== Set task ==
Can you transcribe the data exactly? Leave the pictures out.

== Entries provided ==
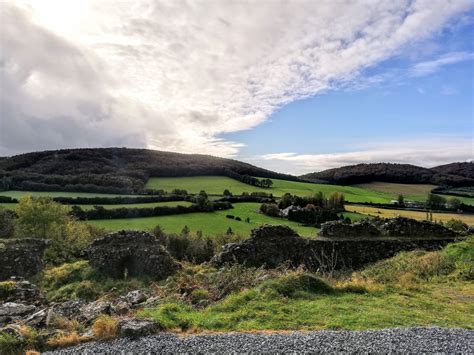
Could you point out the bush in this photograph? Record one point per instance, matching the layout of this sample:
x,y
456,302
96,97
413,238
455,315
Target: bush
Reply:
x,y
42,218
297,284
7,223
105,327
456,225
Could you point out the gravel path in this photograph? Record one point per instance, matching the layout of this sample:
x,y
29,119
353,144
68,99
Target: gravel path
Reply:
x,y
411,340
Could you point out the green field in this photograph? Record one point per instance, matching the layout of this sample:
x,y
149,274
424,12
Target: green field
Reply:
x,y
217,184
210,223
109,207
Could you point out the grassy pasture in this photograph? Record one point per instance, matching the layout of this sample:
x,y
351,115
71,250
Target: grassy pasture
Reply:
x,y
209,223
217,184
108,207
387,213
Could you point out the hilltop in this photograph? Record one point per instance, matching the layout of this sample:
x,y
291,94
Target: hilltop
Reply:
x,y
455,174
115,170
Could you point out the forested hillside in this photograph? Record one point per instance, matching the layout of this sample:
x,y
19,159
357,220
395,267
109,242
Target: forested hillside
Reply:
x,y
465,169
115,170
387,172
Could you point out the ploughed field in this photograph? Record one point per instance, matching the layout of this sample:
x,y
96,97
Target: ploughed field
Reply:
x,y
211,223
419,215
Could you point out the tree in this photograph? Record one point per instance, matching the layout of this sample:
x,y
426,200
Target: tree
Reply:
x,y
454,203
41,217
401,199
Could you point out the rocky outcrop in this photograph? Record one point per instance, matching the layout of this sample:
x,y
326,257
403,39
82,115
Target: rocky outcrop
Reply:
x,y
136,327
16,289
21,257
271,246
406,227
268,245
336,229
393,227
131,253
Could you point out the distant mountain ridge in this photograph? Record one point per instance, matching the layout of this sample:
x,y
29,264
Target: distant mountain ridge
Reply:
x,y
455,174
113,170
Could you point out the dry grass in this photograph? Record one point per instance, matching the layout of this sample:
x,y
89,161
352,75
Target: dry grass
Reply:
x,y
397,189
63,340
388,213
105,327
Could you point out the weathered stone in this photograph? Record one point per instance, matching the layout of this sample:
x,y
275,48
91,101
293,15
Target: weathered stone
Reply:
x,y
136,327
273,245
21,291
131,253
268,245
406,227
91,311
11,312
21,257
336,229
68,309
135,297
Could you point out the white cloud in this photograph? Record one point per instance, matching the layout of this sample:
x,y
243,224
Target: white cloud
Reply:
x,y
174,75
429,67
426,152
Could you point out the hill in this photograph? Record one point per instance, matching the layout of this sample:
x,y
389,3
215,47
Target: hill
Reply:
x,y
387,172
113,170
465,169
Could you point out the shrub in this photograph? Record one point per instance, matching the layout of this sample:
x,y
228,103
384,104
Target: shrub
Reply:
x,y
105,327
297,284
63,340
11,345
456,225
6,289
7,223
43,218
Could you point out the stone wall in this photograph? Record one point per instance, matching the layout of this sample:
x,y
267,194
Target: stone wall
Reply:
x,y
21,257
271,246
131,253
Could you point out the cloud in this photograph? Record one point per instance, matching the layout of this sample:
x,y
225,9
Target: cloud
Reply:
x,y
432,66
427,152
177,75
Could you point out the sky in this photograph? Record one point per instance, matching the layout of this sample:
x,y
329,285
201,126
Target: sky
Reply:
x,y
294,86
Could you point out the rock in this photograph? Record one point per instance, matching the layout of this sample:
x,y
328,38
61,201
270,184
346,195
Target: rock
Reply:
x,y
135,297
21,291
91,311
268,246
68,309
136,327
21,257
38,319
11,312
337,229
131,253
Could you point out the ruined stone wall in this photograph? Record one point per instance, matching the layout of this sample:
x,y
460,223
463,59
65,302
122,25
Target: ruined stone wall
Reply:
x,y
271,246
21,257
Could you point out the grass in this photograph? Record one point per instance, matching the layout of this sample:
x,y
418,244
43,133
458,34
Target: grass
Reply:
x,y
411,192
210,223
440,294
388,213
12,206
217,184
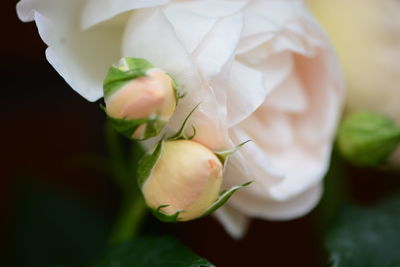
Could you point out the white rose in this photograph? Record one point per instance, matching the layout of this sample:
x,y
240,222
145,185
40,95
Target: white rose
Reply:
x,y
366,35
262,70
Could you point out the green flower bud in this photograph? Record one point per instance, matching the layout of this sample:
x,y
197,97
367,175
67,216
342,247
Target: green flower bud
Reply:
x,y
368,139
139,98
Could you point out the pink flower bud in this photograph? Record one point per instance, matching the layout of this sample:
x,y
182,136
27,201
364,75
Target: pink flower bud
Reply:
x,y
186,178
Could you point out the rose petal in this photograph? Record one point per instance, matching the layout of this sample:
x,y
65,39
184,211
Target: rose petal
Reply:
x,y
150,35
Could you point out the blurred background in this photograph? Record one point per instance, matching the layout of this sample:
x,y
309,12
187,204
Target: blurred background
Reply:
x,y
57,205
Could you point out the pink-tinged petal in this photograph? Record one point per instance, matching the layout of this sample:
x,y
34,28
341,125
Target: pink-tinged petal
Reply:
x,y
241,102
97,11
252,74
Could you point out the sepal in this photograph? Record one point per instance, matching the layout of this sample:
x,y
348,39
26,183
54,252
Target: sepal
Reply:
x,y
127,70
223,198
225,154
167,218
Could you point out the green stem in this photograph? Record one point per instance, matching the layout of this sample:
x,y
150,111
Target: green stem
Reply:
x,y
129,220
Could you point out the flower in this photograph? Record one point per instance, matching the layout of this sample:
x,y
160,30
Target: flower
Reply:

== Reply ==
Could you point out the bush in this photograph? Record one point per instance, matching the layout of this sample:
x,y
456,302
96,97
413,238
455,315
Target: bush
Reply:
x,y
42,218
297,284
7,223
105,327
456,225
Could you point out the gravel path in this photograph? Record one point per instance, matching the layout of this sample:
x,y
29,119
353,144
68,99
Target: gravel path
Reply:
x,y
411,340
Could you point out the green field in this photograph? Record one point per instance, matching the layout of this sample:
x,y
149,274
424,12
Target: green field
Reply:
x,y
217,184
210,223
109,207
Could you point out the grassy pasture in this photograph? Record one point per instance, matching the layout of this sample:
x,y
351,115
71,250
Target: grassy pasture
Reply:
x,y
209,223
217,184
108,207
387,213
Could you point out the hilltop in this photograph? Record one point per instance, matching the layout of this sample:
x,y
291,94
Target: hilltop
Reply:
x,y
455,174
115,170
Could you point out the forested hillside in this photograph? Record one point per instance, matching the layout of this sample:
x,y
19,159
357,220
395,267
109,242
Target: forested hillside
Reply:
x,y
465,169
115,170
387,172
Could you point out the ploughed field in this photograph? Record one point per instance, matching the layout of this sample:
x,y
96,97
Target: ploughed field
Reply:
x,y
211,223
419,215
Could you point out the tree in this photograph? Record one point per instance, matching the layout of this sample:
x,y
426,200
Target: tree
Reply:
x,y
454,203
41,217
401,199
Could you point out the rocky outcrop in this photograph? Record one point per instance, matching the layout of this sample:
x,y
326,257
403,39
82,115
Target: rocky outcrop
Reply:
x,y
136,327
16,289
21,257
271,246
406,227
268,245
336,229
393,227
131,253
Could you point out the distant mountain ridge in this photograph? Record one point per instance, matching the layout of this sample:
x,y
29,264
Target: distant mountain ridge
Reply:
x,y
455,174
113,170
Could you point out the dry grass in this photograph? Record one point per instance, matching the layout of this sample:
x,y
89,161
352,75
Target: dry grass
Reply:
x,y
397,189
63,340
388,213
105,327
Could you point out the weathered stone in this photograph? Record one point per instance, matching the layout of this sample:
x,y
275,48
91,101
293,15
Target: weathered stone
Reply:
x,y
136,327
273,245
21,291
131,253
268,245
406,227
91,311
11,312
21,257
336,229
68,309
135,297
Could you point out the white cloud in this photograph? Record one point per instance, matching the layout of this sample:
x,y
243,224
Target: white cloud
Reply:
x,y
174,75
429,67
426,152
Could you point out the hill in this photograph? Record one point per instance, matching the layout of this sample:
x,y
389,3
215,47
Target: hill
Reply:
x,y
387,172
113,170
465,169
Could you point out the shrub in this photograph? Record one point per instance, matching the layout of this sample:
x,y
228,103
384,104
Target: shrub
Reply:
x,y
105,327
297,284
63,340
11,345
456,225
6,289
7,223
43,218
Could you point out the stone wall in this photograph? Record one point per instance, matching the layout of this sample:
x,y
267,194
Target: stone wall
Reply:
x,y
21,257
271,246
131,253
Could you point out the cloud in this photograph? Record one point per instance, matching the layout of this sample:
x,y
225,9
Target: cloud
Reply:
x,y
432,66
427,152
177,75
Could you point out the sky in this photograph? Record one point per instance, matching the layout of this sample:
x,y
329,285
201,126
Target: sky
Reply:
x,y
294,86
Could you point out the rock in this photograph? Record one point per instance, matching the layout of this sample:
x,y
328,38
61,201
270,184
346,195
Target: rock
Reply:
x,y
135,297
21,291
91,311
268,246
68,309
136,327
21,257
38,319
11,312
337,229
131,253
Could you point out the ruined stone wall in this photograph? Record one point per instance, matching the layout of this sample:
x,y
460,223
463,59
65,302
122,25
Target: ruined stone wall
Reply:
x,y
271,246
21,257
Could you point out the grass in this photograph? Record one point per instance, matching the layout of this sample:
x,y
418,244
43,133
458,34
Target: grass
Reply:
x,y
411,192
210,223
440,294
388,213
12,206
217,184
Could you point out the white rose in this photograph? Record one point per instance, matching the layout of this sample:
x,y
240,222
145,185
40,95
Target: white rose
Reply:
x,y
366,35
262,70
Could you point out the green flower bud in this photograph? Record one point per instance, matching the layout of this sample:
x,y
197,97
367,175
67,216
342,247
Target: green flower bud
Reply:
x,y
368,139
139,98
Could you point out the pink flower bud in this photograph? Record one point per instance, matching the layout of this sample:
x,y
182,136
27,201
364,75
Target: pink flower bud
Reply:
x,y
186,178
Could you point out the rose petal in this photograph? Record one point per instance, matching the layout of this sample:
x,y
65,39
184,211
Target: rose petal
Reply:
x,y
150,35
Could you point out the blurred background in this photograph? Record one point per instance, matching the layout of this sample:
x,y
309,12
187,204
Target: blurred background
Reply:
x,y
57,205
Could you point out the pink-tinged petal in this photograph? Record one point per instance, matching the layout of this sample:
x,y
34,28
341,125
Target: pink-tinged petal
Reply:
x,y
241,102
97,11
252,74
Could you point out the sepal in this photograph? Record one point per instance, matching the layout of this sample:
x,y
348,39
26,183
54,252
Target: sepal
Reply:
x,y
127,70
223,198
225,154
167,218
Could you point out the green stem in this photograph? Record one point per instance, matching the layout of this sample:
x,y
150,111
Target: green stem
Reply:
x,y
129,220
Could you point out the flower in this photograph? Record one point per instance, matching the layout of this sample:
x,y
160,30
Target: flower
Reply:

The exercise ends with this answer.